[INFORMATION GIVEN — start]
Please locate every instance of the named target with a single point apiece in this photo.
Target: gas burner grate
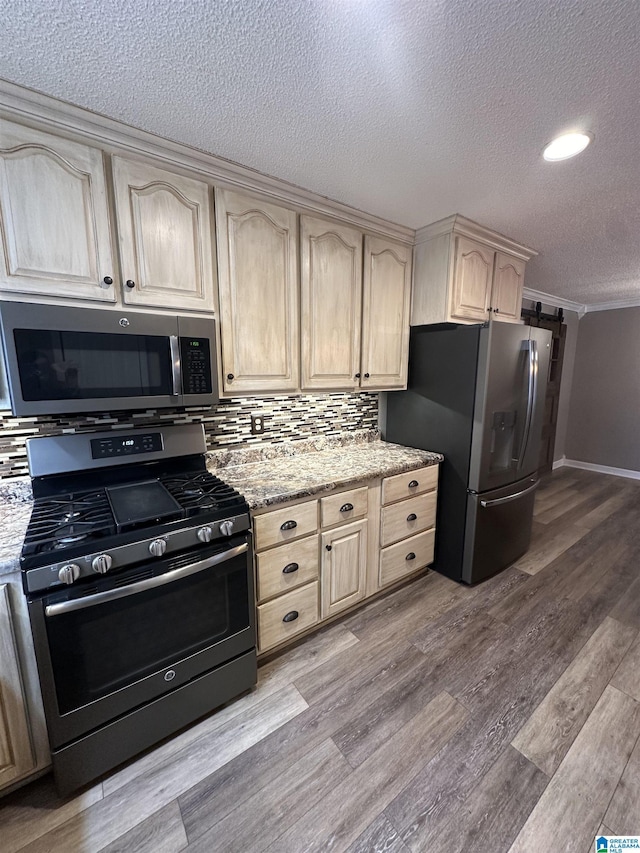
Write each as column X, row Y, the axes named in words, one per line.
column 202, row 491
column 58, row 523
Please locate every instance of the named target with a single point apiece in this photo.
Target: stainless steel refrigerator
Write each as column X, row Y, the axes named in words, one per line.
column 476, row 394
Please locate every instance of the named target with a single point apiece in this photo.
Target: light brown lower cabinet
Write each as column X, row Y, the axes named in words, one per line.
column 317, row 558
column 16, row 754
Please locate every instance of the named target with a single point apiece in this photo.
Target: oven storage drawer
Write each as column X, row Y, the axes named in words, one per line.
column 407, row 518
column 400, row 485
column 283, row 525
column 284, row 617
column 406, row 557
column 286, row 567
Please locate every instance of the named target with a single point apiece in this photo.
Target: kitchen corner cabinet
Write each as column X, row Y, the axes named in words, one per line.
column 16, row 754
column 355, row 314
column 164, row 235
column 331, row 295
column 386, row 303
column 258, row 294
column 54, row 217
column 465, row 273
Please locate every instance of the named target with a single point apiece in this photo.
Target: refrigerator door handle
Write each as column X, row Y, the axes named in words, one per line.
column 532, row 388
column 497, row 501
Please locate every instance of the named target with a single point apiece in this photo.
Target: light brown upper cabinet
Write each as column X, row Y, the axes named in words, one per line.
column 355, row 316
column 258, row 294
column 164, row 233
column 54, row 217
column 331, row 279
column 465, row 273
column 386, row 300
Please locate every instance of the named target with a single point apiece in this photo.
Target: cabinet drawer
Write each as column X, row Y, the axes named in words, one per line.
column 398, row 520
column 400, row 486
column 271, row 565
column 273, row 630
column 335, row 509
column 396, row 560
column 283, row 525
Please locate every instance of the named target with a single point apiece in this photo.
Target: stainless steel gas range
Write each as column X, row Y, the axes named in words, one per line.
column 138, row 574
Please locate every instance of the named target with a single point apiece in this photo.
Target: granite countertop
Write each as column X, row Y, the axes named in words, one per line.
column 266, row 475
column 294, row 474
column 16, row 500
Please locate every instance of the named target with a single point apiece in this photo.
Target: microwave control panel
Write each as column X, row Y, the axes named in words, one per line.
column 196, row 365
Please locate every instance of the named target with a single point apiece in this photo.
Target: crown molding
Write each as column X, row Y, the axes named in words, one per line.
column 458, row 224
column 45, row 112
column 611, row 306
column 557, row 301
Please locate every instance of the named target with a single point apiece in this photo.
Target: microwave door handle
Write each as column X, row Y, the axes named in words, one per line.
column 176, row 376
column 142, row 586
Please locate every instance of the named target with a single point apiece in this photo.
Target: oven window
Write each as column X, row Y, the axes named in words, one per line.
column 103, row 648
column 82, row 365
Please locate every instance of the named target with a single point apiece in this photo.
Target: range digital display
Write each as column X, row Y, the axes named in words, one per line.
column 125, row 445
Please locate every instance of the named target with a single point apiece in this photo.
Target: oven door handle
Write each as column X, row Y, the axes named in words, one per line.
column 142, row 586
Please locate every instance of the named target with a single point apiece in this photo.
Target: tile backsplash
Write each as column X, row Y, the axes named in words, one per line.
column 286, row 418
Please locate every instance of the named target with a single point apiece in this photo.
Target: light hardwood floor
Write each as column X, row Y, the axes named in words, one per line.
column 504, row 717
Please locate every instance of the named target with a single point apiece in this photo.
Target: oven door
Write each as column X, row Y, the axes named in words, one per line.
column 105, row 650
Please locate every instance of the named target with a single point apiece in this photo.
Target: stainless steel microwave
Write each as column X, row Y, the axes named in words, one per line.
column 61, row 360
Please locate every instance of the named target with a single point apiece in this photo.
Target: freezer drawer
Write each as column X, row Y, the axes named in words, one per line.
column 498, row 529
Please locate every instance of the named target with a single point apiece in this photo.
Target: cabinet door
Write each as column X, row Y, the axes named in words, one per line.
column 508, row 282
column 258, row 293
column 331, row 304
column 164, row 234
column 16, row 757
column 344, row 566
column 54, row 220
column 472, row 277
column 386, row 301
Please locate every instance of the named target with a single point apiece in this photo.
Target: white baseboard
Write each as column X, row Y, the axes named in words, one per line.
column 602, row 469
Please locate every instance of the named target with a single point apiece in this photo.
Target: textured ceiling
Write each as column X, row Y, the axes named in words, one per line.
column 408, row 109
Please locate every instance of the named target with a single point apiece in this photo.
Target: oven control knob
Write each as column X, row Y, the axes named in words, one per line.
column 101, row 564
column 157, row 547
column 226, row 528
column 69, row 573
column 205, row 534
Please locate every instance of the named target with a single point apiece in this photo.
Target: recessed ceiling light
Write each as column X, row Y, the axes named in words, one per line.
column 567, row 145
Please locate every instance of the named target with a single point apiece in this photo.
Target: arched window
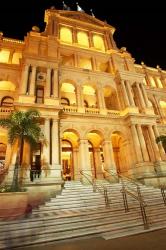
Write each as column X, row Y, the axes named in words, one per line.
column 82, row 38
column 7, row 101
column 65, row 101
column 98, row 42
column 86, row 104
column 66, row 35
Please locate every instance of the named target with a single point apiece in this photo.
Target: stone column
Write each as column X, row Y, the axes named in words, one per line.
column 109, row 45
column 109, row 163
column 145, row 95
column 126, row 100
column 91, row 45
column 161, row 149
column 55, row 143
column 79, row 95
column 8, row 155
column 46, row 148
column 85, row 163
column 76, row 164
column 100, row 97
column 55, row 84
column 140, row 95
column 142, row 143
column 131, row 100
column 154, row 144
column 98, row 163
column 48, row 83
column 137, row 146
column 76, row 62
column 33, row 81
column 24, row 79
column 74, row 33
column 94, row 66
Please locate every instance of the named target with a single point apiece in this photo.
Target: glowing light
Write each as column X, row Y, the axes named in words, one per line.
column 83, row 38
column 4, row 56
column 67, row 87
column 98, row 42
column 16, row 58
column 66, row 35
column 7, row 85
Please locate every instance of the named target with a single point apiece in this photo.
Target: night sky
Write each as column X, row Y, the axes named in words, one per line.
column 140, row 26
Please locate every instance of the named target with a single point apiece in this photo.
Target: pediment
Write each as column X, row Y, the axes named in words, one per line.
column 81, row 16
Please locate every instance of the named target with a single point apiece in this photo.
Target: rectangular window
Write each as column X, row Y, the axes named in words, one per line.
column 40, row 95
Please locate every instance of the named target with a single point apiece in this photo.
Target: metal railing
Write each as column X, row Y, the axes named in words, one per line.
column 163, row 188
column 134, row 193
column 95, row 186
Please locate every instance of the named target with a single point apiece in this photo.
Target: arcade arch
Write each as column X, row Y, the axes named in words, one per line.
column 120, row 152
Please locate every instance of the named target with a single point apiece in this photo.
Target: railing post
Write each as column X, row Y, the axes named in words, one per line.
column 94, row 185
column 163, row 195
column 106, row 197
column 142, row 207
column 124, row 195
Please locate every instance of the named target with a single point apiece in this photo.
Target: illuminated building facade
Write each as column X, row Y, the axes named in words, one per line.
column 98, row 108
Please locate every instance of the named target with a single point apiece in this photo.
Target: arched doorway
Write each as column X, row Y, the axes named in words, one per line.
column 69, row 155
column 95, row 139
column 121, row 152
column 67, row 160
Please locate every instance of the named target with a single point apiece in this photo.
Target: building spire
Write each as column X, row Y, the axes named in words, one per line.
column 79, row 8
column 65, row 7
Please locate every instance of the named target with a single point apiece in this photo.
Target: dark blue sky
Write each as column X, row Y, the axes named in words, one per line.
column 140, row 26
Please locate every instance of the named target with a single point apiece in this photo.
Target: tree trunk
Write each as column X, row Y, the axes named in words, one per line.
column 16, row 183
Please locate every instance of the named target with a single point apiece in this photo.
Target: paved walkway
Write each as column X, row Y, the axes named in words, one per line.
column 148, row 241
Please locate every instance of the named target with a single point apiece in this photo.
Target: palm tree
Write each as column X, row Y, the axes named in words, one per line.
column 22, row 127
column 162, row 139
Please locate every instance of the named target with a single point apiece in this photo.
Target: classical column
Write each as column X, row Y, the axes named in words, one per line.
column 98, row 163
column 76, row 165
column 109, row 162
column 8, row 155
column 11, row 56
column 85, row 163
column 131, row 100
column 74, row 33
column 140, row 95
column 137, row 145
column 161, row 149
column 94, row 66
column 55, row 143
column 91, row 45
column 154, row 144
column 100, row 97
column 144, row 95
column 142, row 143
column 79, row 95
column 33, row 81
column 24, row 80
column 76, row 62
column 46, row 148
column 48, row 83
column 126, row 100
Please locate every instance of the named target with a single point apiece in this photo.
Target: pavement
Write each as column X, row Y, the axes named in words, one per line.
column 155, row 240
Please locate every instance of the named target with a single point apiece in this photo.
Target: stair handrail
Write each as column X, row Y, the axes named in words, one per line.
column 137, row 197
column 92, row 181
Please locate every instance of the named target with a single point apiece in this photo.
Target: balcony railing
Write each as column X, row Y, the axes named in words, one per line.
column 70, row 109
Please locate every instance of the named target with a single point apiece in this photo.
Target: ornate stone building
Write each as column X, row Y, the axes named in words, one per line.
column 98, row 108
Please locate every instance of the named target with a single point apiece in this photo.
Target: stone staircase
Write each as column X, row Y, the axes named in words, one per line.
column 79, row 212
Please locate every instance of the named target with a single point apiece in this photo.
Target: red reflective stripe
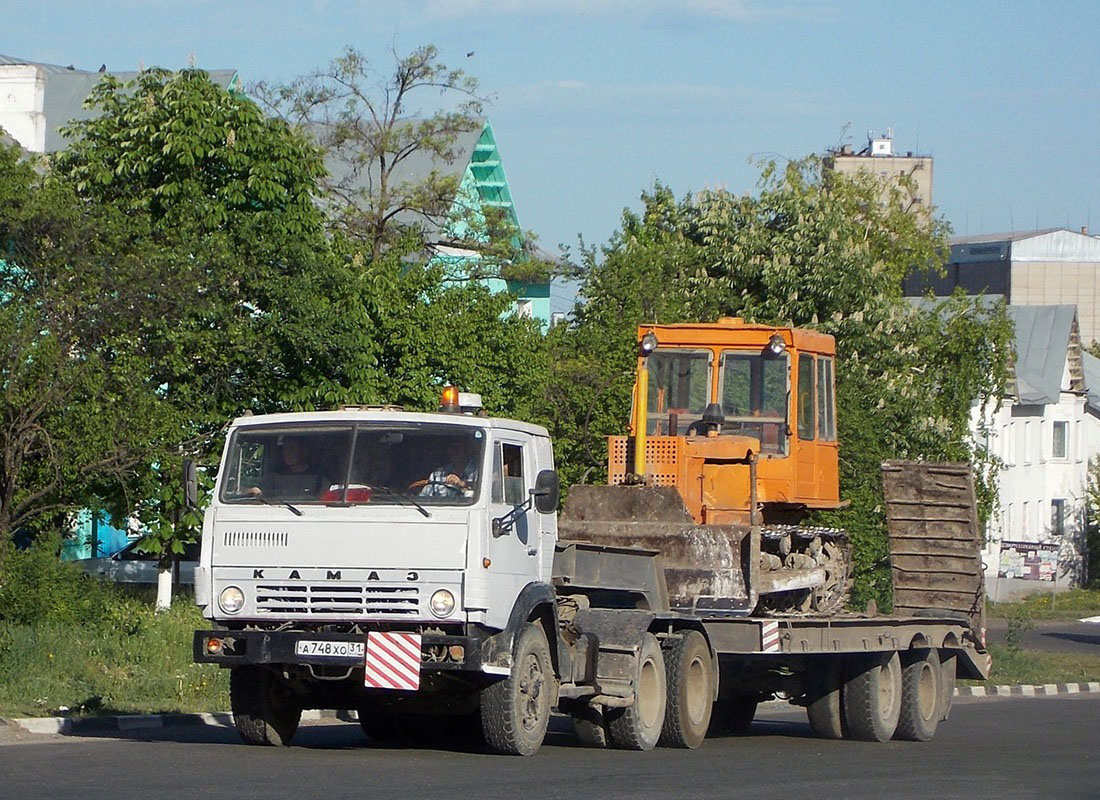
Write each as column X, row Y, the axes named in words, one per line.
column 393, row 660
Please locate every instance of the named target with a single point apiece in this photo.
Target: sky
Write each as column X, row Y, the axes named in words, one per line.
column 592, row 101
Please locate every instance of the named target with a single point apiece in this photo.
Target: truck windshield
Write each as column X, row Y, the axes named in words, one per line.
column 755, row 397
column 340, row 464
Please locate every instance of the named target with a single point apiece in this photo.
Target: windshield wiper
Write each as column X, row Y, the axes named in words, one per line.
column 283, row 503
column 402, row 499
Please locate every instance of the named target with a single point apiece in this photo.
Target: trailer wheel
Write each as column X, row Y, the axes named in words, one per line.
[INFORMATION GIVEN — finish]
§ YOUR INSTRUCTIONS: Using the data above, return each line that includes the word "control".

§ RESULT OF THE EXERCISE:
Target: microwave control panel
Target: oven control knob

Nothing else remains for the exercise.